Once the pictures are set aside, reproduce the remaining data exactly.
· · ·
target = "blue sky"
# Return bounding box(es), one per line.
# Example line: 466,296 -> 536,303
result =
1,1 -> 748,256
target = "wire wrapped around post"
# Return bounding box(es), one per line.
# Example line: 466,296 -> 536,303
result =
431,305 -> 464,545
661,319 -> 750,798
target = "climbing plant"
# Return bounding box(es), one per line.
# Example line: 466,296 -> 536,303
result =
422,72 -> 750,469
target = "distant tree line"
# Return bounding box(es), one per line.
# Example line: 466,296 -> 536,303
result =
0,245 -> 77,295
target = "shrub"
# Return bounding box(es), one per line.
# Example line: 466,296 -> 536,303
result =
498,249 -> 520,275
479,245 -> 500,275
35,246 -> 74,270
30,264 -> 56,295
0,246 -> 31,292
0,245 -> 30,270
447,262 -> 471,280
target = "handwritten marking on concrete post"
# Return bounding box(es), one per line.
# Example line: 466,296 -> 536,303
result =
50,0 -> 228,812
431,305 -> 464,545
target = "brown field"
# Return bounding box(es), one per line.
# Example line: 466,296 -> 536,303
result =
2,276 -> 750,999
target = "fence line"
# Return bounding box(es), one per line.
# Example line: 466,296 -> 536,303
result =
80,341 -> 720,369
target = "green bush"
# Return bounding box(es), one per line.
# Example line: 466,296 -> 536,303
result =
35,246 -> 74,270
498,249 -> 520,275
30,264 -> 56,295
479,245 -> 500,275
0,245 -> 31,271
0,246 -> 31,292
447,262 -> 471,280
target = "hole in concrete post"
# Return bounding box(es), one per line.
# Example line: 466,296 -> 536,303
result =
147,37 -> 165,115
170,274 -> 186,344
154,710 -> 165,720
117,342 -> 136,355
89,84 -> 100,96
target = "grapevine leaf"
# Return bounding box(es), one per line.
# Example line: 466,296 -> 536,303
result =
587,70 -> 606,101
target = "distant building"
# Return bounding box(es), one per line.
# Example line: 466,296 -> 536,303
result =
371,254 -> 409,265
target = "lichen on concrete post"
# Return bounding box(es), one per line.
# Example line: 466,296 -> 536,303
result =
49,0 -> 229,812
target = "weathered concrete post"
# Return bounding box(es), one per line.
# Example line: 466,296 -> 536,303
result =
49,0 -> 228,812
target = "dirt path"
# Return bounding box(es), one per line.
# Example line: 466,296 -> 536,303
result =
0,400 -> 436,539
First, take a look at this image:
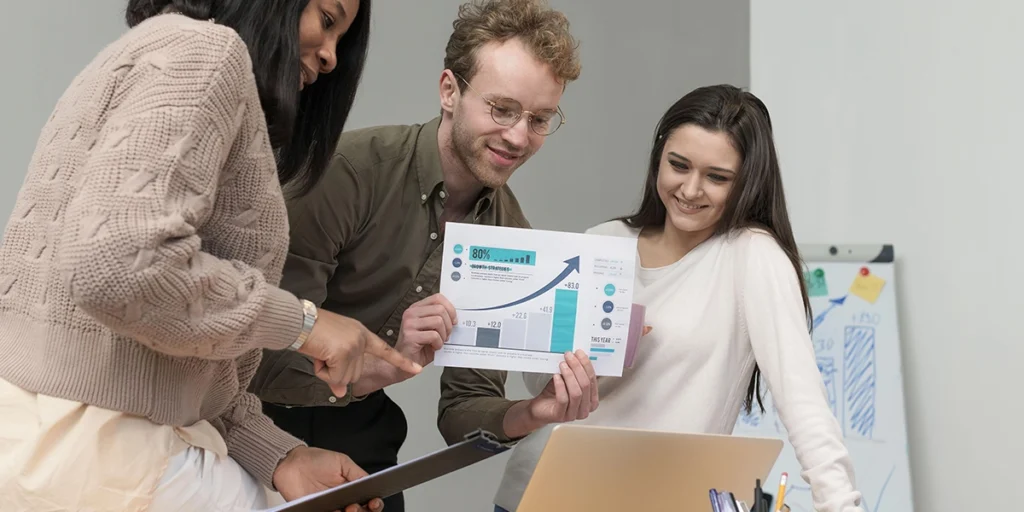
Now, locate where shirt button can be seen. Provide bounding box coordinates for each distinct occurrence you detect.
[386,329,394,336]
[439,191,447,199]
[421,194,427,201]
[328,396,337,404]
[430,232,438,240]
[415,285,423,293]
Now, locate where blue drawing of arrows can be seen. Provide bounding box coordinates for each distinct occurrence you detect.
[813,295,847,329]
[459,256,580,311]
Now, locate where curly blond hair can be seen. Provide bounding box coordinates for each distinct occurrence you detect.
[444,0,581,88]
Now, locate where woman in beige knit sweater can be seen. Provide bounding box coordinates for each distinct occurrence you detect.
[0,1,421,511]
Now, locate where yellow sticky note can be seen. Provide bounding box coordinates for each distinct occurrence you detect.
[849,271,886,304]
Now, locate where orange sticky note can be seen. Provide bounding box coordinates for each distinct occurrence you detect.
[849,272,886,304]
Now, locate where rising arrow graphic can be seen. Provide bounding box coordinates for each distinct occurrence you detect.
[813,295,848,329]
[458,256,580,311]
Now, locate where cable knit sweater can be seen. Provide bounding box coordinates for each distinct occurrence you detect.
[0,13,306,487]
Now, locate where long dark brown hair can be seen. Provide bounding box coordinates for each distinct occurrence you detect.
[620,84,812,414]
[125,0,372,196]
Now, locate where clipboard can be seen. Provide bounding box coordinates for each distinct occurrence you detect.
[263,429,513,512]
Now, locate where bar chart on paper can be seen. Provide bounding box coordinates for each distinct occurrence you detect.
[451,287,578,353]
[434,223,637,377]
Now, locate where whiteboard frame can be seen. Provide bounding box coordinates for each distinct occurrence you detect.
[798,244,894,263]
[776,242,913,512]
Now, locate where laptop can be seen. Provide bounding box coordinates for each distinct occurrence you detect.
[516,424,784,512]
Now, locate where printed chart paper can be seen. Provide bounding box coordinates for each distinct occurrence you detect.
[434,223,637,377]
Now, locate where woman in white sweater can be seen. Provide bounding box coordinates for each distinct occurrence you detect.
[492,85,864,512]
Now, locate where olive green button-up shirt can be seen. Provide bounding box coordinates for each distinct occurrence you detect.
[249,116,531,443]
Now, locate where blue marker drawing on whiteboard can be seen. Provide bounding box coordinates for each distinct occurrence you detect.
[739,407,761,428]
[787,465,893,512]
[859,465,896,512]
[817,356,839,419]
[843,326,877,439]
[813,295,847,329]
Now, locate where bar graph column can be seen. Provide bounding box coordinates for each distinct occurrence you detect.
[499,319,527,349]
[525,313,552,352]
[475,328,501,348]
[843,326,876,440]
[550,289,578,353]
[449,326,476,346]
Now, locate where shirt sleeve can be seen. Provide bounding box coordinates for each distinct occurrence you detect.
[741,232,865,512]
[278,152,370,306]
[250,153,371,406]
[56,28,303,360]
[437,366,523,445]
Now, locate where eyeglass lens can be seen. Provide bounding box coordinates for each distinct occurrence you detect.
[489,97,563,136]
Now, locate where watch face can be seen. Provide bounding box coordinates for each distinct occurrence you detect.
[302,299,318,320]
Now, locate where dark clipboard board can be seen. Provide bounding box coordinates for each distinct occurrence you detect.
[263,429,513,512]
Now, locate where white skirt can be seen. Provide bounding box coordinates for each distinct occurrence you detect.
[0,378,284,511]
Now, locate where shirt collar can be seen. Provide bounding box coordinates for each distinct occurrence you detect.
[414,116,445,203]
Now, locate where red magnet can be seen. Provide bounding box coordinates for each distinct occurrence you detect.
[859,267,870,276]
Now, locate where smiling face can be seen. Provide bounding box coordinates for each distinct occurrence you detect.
· · ·
RESPONSE BELOW:
target = "blue sky"
# Return bounding box(es), one per line.
# Example line: 466,296 -> 536,303
result =
1,1 -> 748,256
target = "wire wrapped around post"
# Return bounding box(es), one per line.
# Example line: 466,296 -> 536,303
result =
431,305 -> 464,545
661,319 -> 750,798
target = "climbing plant"
# Return bounding box(es), one per line.
# Example line: 466,296 -> 536,303
result =
422,72 -> 750,469
target = "distant tree line"
# Return bounding box(es), one per line.
# Example line: 466,296 -> 536,303
result =
0,245 -> 77,295
target = "shrub"
# Return bounding box(es), one per line.
# Example line: 466,296 -> 536,303
result =
498,249 -> 520,275
479,245 -> 500,275
35,246 -> 74,270
30,264 -> 56,295
0,246 -> 31,292
0,245 -> 30,270
447,262 -> 471,280
target = "handwritten marking on concrete post"
# Return bounding box(es), one per line.
# Example line: 466,296 -> 536,303
result =
50,0 -> 228,812
431,305 -> 464,545
target = "brown field"
# Return bounding box(es), one per line.
# Example line: 466,296 -> 536,303
result =
2,276 -> 750,999
target = "fence line"
# Return bounding box(es), one per line.
# Example line: 466,296 -> 536,303
result =
80,341 -> 720,369
target = "green bush"
# Return bounding box(es), one per line.
# Example line: 466,296 -> 536,303
result =
35,246 -> 74,270
498,249 -> 520,275
30,264 -> 56,295
479,245 -> 500,275
0,245 -> 31,271
0,246 -> 31,292
447,262 -> 471,280
target = "hole in concrete post"
# Return bounding box(es), one per line.
# Example line: 466,296 -> 536,303
result =
147,37 -> 165,115
170,274 -> 186,344
154,710 -> 165,720
117,342 -> 136,355
89,84 -> 100,96
target = "grapevine leaf"
# Return bounding box(es), one per line.
# Example line: 466,296 -> 536,303
result =
587,70 -> 606,101
target = "distant building"
# Return bounding box(es), one per line.
# Example line: 466,296 -> 536,303
result =
371,254 -> 409,265
target = "lichen on concrete post"
# Return bounding box(es), one per line.
# Example line: 466,296 -> 536,303
result =
49,0 -> 229,812
target = "weathered concrete post"
# Return bounding box(es), one per line.
# Example line: 466,296 -> 536,303
result =
49,0 -> 228,812
target = "dirt path"
# Return bounding box(es), one per line.
# Example line: 466,296 -> 536,303
result =
0,400 -> 436,539
First, take a look at this image:
Now, locate where shirt button can be seen. Provide bounding box coordinates for each distinct occurrence you detect.
[386,329,394,336]
[439,191,447,199]
[421,194,427,201]
[328,396,337,404]
[430,232,438,240]
[415,285,423,293]
Now, locate where blue drawing of arrows can be seen. Provide bounding box coordinates for each distinct occurrence you detect.
[813,295,847,329]
[459,256,580,311]
Now, locate where curly blond hair can be seen. Provide bounding box coordinates for each distinct occurrence you detect.
[444,0,581,88]
Now, locate where woman in beige knit sweater can be seen. Provide bounding box coordinates for each distinct occurrence you detect.
[0,1,421,511]
Now, locate where yellow sticky note can be seen. Provide bounding box coordinates for each distinct occurrence you detect.
[849,271,886,304]
Now, locate where orange sticky note can be seen. Provide bounding box coordinates for each distinct occurrence you detect.
[849,272,886,304]
Now, locate where rising arrow graphic can be seen. Provide bounding box coordinates for each distinct occurrence you detect.
[813,295,848,329]
[458,256,580,311]
Now, locate where cable knit sweater can be seen. Provide bounding box coordinates for each distinct occurrence you detect.
[0,13,306,487]
Now, locate where long dark brown hair can be seen. Provide bounding box coordinates for each distinct occurrence you detect.
[620,84,812,414]
[125,0,372,196]
Now, locate where clipboard can be seen. Provide bounding box coordinates for each distinct occurrence you detect.
[263,429,513,512]
Now, locate where bar chart on paper can be seen. Provide bounding box coordinates for each distinct occurrence you detect.
[451,287,578,353]
[434,223,637,377]
Now, locate where whiteboard frame can be seen. Provide bounding box coordinates for each distinct occurrence you detect.
[798,244,894,263]
[776,242,913,512]
Now, locate where laptop can be seen. Provide bounding box coordinates for each distinct occurrence you detect.
[516,424,784,512]
Now, locate where printed chart paper can be seen. Provide bounding box coordinates for each distinct occurrence you detect.
[434,223,637,377]
Now, locate where woman in white sweater can be seen. Provide bounding box coordinates for each distinct occurrence you detect.
[492,85,864,512]
Now, locate where olive green button-up shirt can be seen. Provide bounding box coordinates for each distinct occurrence you detect.
[249,116,531,443]
Now, locate where blue marker drawing on whiteboard can be seen. Provide bounding box coordinates for each distinct occurrence you detect.
[739,407,761,428]
[787,465,893,512]
[859,465,896,512]
[817,356,839,419]
[843,326,877,439]
[813,295,847,329]
Now, locate where bar graph column can be seen. Provide bounding box coordinates for each distinct occurrence you detect.
[499,319,527,349]
[525,313,552,352]
[475,328,501,348]
[843,326,876,440]
[550,289,578,353]
[449,326,476,346]
Now, locate where shirt sleeve can be seen. Provide bounding box coordinates for each distinct occurrence you detect.
[741,232,865,512]
[278,152,370,306]
[250,153,371,406]
[56,28,303,360]
[437,366,523,445]
Now, locate where eyeglass lens can be seen. Provide bounding box coordinates for each distinct occurrence you detect.
[489,97,563,136]
Now, locate where watch face can be seen. Provide bounding box coordinates for each distinct occurrence you detect.
[302,299,318,320]
Now, locate where dark clipboard board can be seen. Provide bounding box coordinates for each distinct occurrence you detect.
[263,429,513,512]
Now, locate where white skirt can be seen. Provide bounding box coordinates for each distinct occurrence you detect.
[0,378,284,511]
Now, locate where shirt collar can be seen. Provide bounding box coordinates for each distinct occurrence you detect.
[414,116,445,203]
Now, locate where red magnet can be seen. Provide bounding box coordinates for each distinct occurrence you detect.
[859,267,870,276]
Now, locate where smiling face can be seen. Provide bounding box coordinates for each distinct occurrence you detect.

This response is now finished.